Stored data

------------------------------

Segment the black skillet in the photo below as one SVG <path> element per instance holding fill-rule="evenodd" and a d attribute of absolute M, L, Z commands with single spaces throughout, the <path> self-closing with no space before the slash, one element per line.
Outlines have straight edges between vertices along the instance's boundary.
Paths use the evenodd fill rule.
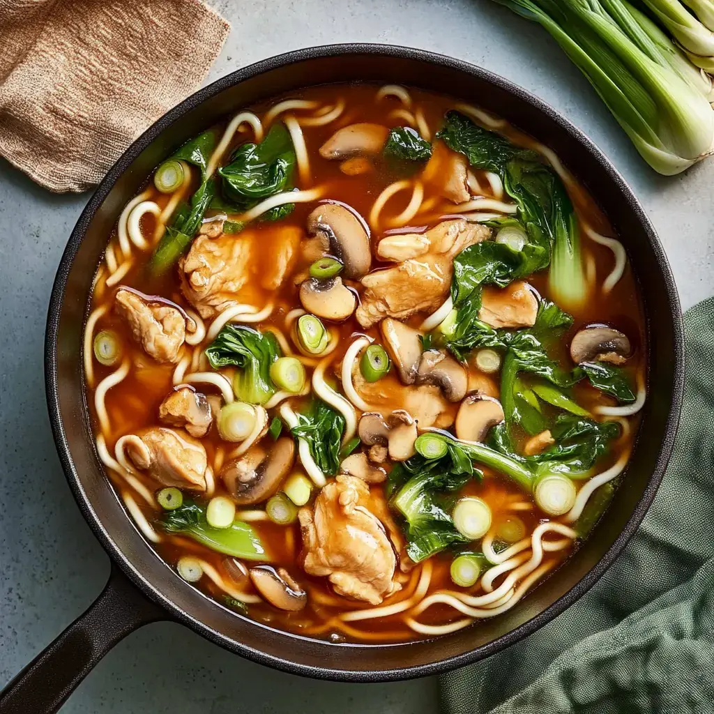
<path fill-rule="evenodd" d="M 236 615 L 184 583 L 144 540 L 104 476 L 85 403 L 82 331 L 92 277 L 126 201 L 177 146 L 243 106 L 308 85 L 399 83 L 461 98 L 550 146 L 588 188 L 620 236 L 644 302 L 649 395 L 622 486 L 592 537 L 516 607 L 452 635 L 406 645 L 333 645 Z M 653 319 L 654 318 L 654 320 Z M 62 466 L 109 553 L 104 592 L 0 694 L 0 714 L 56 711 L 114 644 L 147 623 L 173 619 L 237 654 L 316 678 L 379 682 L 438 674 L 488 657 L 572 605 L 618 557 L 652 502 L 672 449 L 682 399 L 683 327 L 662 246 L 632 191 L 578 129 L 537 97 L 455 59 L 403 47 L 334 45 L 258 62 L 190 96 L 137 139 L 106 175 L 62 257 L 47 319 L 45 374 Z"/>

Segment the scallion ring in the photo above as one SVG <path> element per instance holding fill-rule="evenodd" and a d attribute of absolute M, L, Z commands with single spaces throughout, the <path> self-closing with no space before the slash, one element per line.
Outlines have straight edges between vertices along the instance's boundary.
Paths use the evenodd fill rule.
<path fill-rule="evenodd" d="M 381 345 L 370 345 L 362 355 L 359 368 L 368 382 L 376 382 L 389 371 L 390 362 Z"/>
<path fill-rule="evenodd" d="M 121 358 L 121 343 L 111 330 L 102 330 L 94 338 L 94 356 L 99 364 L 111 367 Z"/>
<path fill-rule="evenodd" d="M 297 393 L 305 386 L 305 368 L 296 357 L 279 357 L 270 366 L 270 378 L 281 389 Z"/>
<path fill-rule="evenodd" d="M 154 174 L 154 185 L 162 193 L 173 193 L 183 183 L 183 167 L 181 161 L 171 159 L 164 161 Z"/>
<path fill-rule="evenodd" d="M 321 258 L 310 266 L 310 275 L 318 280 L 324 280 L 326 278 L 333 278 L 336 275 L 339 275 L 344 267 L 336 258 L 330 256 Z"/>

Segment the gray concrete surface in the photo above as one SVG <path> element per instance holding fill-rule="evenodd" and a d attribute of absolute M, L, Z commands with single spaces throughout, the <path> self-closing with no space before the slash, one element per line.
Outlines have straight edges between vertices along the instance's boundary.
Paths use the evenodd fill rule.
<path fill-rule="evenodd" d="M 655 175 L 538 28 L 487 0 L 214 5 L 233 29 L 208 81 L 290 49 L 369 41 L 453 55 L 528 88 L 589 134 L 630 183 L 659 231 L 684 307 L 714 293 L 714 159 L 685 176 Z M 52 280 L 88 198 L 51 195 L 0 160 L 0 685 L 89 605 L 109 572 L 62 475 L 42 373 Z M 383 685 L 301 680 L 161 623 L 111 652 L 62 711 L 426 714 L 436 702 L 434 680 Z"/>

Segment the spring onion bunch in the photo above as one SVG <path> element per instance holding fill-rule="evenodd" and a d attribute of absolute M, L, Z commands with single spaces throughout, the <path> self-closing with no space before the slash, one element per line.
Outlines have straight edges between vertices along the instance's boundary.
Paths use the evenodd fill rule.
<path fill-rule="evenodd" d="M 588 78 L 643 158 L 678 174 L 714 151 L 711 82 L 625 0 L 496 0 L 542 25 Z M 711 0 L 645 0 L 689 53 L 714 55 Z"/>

------------------------------

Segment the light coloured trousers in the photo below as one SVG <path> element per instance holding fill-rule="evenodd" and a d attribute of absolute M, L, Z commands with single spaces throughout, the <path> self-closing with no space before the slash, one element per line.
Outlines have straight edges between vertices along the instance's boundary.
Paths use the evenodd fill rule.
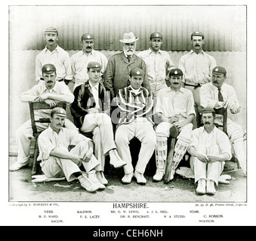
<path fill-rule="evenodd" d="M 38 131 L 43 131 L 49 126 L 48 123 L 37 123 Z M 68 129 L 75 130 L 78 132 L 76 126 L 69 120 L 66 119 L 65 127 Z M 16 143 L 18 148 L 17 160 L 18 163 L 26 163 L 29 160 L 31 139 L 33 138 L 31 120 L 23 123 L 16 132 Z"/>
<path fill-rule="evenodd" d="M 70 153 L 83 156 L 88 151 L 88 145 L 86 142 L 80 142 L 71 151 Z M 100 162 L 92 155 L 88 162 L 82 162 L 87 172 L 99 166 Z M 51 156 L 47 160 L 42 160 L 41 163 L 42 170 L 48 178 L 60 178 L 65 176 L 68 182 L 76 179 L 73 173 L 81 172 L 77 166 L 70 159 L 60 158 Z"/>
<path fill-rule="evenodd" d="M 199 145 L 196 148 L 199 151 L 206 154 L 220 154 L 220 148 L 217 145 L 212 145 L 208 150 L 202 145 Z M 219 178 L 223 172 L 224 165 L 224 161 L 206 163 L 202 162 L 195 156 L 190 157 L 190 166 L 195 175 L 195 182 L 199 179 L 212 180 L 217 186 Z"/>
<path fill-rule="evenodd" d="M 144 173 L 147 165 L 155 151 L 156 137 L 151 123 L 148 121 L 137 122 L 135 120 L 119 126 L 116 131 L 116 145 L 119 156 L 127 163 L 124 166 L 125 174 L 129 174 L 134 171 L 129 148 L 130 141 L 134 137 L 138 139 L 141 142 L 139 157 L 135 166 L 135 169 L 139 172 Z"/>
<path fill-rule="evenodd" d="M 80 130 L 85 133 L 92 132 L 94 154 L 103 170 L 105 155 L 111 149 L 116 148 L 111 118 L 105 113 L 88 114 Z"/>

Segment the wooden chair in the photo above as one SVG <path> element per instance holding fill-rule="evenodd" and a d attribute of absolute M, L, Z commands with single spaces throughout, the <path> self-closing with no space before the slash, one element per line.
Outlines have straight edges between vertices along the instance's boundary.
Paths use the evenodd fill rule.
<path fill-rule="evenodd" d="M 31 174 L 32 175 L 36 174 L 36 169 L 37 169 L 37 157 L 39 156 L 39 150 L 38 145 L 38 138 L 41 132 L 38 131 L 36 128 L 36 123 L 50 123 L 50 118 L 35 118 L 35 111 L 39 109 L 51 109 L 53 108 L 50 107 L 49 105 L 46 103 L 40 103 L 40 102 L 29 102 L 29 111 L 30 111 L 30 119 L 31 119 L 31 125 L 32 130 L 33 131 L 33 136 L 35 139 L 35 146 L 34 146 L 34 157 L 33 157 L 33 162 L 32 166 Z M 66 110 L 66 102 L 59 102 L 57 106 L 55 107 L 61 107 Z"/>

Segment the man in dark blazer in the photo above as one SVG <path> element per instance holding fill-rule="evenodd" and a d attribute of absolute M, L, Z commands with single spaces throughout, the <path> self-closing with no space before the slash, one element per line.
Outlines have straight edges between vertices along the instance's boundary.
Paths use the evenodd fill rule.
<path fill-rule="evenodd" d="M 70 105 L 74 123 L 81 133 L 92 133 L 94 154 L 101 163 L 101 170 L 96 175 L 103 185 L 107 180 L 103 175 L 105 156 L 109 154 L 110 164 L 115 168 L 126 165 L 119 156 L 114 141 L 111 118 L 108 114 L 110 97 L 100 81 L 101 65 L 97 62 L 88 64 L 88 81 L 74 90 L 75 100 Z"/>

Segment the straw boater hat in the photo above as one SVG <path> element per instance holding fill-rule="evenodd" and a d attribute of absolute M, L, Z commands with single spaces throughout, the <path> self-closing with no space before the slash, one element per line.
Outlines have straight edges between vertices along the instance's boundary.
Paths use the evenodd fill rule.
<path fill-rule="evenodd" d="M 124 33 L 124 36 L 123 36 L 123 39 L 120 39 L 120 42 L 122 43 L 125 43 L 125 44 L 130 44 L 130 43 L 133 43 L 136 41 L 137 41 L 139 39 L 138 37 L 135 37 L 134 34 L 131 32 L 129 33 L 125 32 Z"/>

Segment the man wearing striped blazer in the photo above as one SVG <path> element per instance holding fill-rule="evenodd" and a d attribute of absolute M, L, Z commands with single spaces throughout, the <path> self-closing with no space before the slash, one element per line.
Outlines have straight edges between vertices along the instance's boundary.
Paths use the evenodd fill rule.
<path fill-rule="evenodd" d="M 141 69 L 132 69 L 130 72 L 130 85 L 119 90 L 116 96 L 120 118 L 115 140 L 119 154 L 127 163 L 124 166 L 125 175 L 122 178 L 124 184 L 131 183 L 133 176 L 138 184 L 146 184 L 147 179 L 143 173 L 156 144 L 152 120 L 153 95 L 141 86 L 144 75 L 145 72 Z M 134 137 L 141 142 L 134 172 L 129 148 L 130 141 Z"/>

------------------------------

● **Exercise instructions**
Reproduce the rows beginning with the line containing "Segment the straw" and running through the line containing "141 69 L 132", replacing "straight edges" with "linear segments" and leaving everything else unchanged.

● **Task solution**
Segment the straw boater hat in the photo above as one SVG <path> element per instance holding fill-rule="evenodd" and a d attribute of absolute M, L, Z commands with single spaces throughout, the <path> self-closing with no space before the slash, one element per line.
Outlines have linear segments between vertices along the instance's boundary.
Paths use the evenodd fill rule.
<path fill-rule="evenodd" d="M 124 33 L 124 36 L 123 36 L 123 39 L 120 39 L 120 42 L 122 43 L 125 43 L 125 44 L 130 44 L 130 43 L 133 43 L 136 41 L 137 41 L 139 39 L 138 37 L 135 37 L 134 34 L 131 32 L 129 33 L 125 32 Z"/>

Segment the man wearing striped blazer in the photo above as one SVG <path> element per instance holding fill-rule="evenodd" and a d attribute of absolute M, L, Z commands with single spaces throughout, the <path> self-closing with no space before the slash, one element per line.
Outlines have linear segments between vertices along the instance's boundary.
Paths use the evenodd fill rule.
<path fill-rule="evenodd" d="M 141 69 L 132 69 L 130 72 L 130 85 L 119 90 L 116 96 L 120 118 L 115 140 L 119 154 L 127 163 L 124 166 L 125 175 L 122 178 L 124 184 L 131 183 L 133 176 L 138 184 L 146 184 L 147 179 L 143 173 L 156 144 L 152 120 L 153 95 L 141 86 L 144 75 L 145 72 Z M 134 137 L 141 142 L 134 172 L 129 148 L 130 141 Z"/>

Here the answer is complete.